__Point placement records__:
= = = = = = =

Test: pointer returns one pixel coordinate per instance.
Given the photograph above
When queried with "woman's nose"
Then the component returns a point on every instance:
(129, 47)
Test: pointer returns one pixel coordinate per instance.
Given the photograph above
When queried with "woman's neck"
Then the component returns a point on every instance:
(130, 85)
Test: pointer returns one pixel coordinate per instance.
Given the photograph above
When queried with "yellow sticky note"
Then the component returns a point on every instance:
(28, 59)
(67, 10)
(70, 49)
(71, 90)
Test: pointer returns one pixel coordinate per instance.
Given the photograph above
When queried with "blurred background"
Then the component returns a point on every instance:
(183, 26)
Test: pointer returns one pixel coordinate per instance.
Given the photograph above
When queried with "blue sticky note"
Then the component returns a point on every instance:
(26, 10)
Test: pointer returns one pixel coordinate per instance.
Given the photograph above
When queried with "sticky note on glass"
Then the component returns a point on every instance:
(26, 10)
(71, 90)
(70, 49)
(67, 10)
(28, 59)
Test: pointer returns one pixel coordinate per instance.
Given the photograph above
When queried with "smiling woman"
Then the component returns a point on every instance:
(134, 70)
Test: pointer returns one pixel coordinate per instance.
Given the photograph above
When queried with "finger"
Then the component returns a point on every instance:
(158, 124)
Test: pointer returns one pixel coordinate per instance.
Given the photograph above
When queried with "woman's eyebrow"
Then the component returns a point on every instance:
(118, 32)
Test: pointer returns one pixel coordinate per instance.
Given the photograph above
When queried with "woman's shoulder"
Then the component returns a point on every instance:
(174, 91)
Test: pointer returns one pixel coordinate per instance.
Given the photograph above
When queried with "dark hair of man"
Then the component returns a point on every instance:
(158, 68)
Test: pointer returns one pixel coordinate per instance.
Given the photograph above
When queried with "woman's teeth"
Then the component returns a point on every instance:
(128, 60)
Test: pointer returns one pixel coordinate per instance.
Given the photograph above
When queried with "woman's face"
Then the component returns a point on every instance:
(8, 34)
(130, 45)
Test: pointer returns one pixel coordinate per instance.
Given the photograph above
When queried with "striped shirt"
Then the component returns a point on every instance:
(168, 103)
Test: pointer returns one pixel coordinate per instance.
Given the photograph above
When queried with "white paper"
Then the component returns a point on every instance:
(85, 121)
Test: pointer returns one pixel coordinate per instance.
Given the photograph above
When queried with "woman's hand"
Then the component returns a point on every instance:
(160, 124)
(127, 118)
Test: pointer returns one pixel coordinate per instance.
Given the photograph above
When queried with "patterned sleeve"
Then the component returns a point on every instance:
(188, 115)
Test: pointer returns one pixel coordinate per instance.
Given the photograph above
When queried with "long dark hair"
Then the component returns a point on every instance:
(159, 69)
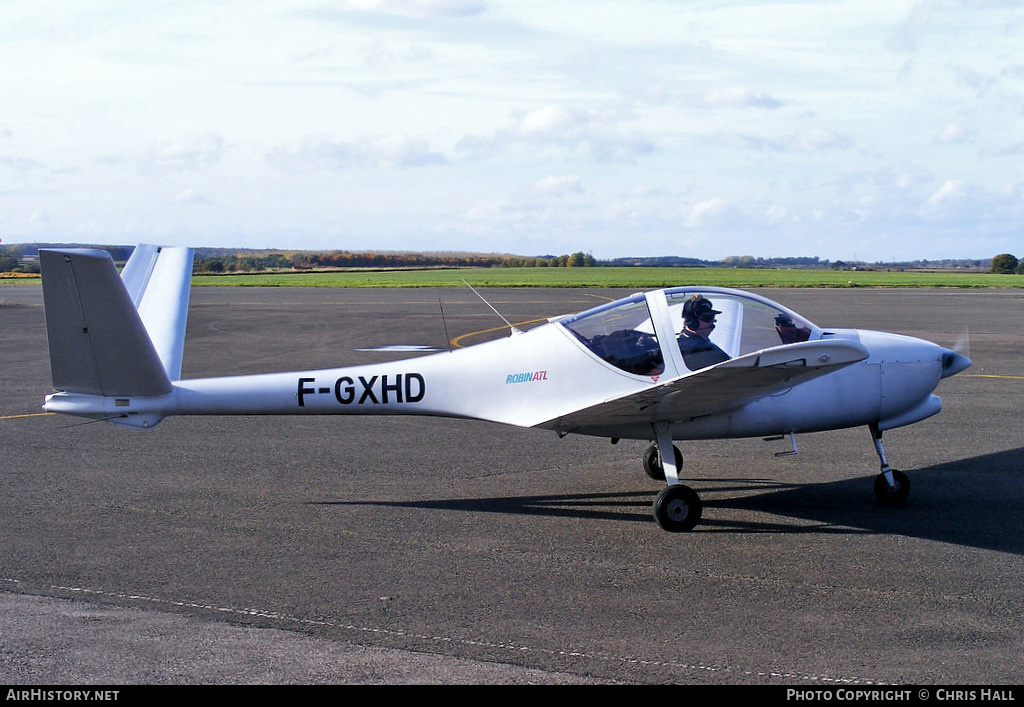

= = = = = = =

__Given task__:
Find every line in the records above that contains the word "sticky", matching case exactly, and copy each of those lines.

__Output of the exercise__:
When queried with "yellow sticky note"
When queried with "blue sticky note"
When queried with "sticky note on glass"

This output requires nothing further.